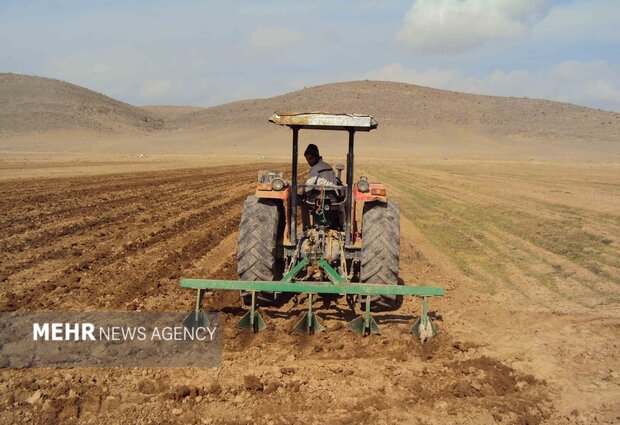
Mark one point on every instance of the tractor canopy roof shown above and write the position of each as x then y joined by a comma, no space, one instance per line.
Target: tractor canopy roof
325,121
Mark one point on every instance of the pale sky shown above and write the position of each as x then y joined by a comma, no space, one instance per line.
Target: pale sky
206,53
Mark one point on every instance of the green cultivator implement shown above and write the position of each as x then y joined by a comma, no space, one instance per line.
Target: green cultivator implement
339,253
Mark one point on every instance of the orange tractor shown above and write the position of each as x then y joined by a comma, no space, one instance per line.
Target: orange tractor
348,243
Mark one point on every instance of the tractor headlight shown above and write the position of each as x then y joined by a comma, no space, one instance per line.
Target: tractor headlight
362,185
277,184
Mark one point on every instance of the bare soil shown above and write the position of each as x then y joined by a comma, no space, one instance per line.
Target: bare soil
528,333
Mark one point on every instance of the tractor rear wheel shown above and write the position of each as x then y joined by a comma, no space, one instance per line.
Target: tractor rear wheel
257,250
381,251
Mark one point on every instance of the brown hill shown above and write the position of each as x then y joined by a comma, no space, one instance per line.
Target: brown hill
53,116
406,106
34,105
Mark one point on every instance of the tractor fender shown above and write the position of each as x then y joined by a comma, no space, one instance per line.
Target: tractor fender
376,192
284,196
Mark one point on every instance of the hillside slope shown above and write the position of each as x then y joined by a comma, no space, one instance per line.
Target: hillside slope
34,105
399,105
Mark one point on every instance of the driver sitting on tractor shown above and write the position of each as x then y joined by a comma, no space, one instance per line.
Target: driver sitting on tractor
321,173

....................

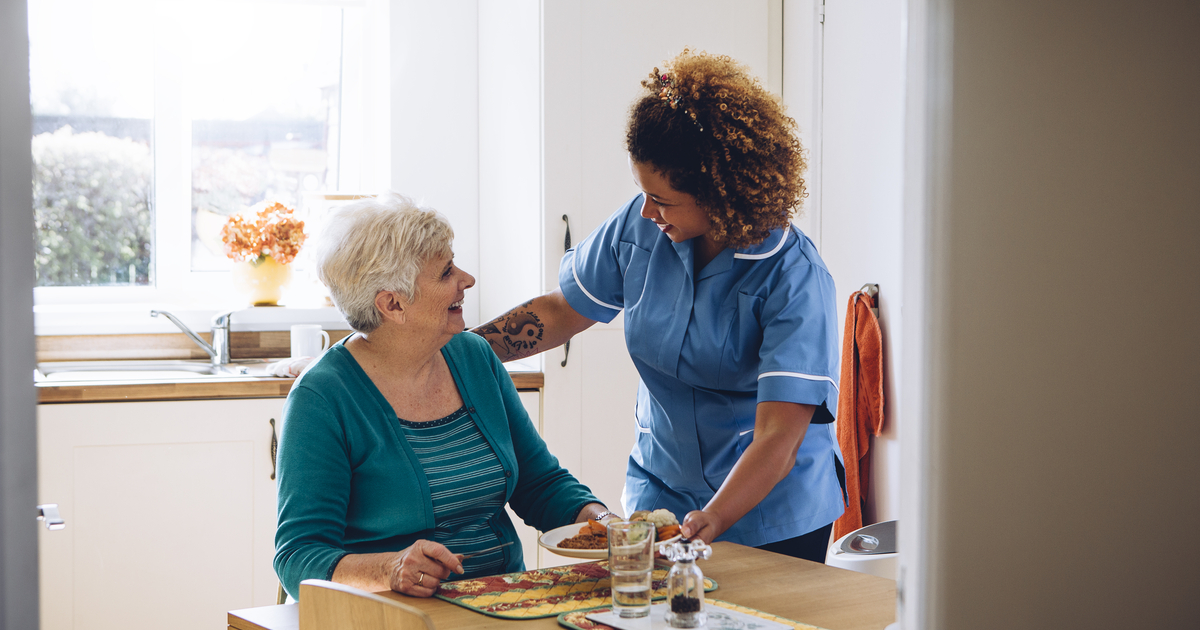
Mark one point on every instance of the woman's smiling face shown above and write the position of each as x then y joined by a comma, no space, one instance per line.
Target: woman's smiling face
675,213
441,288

....................

▶ _Problem description_: Your answer must be a single number: the count of lines in these records that contain "every".

▶ _Result of the task_: 12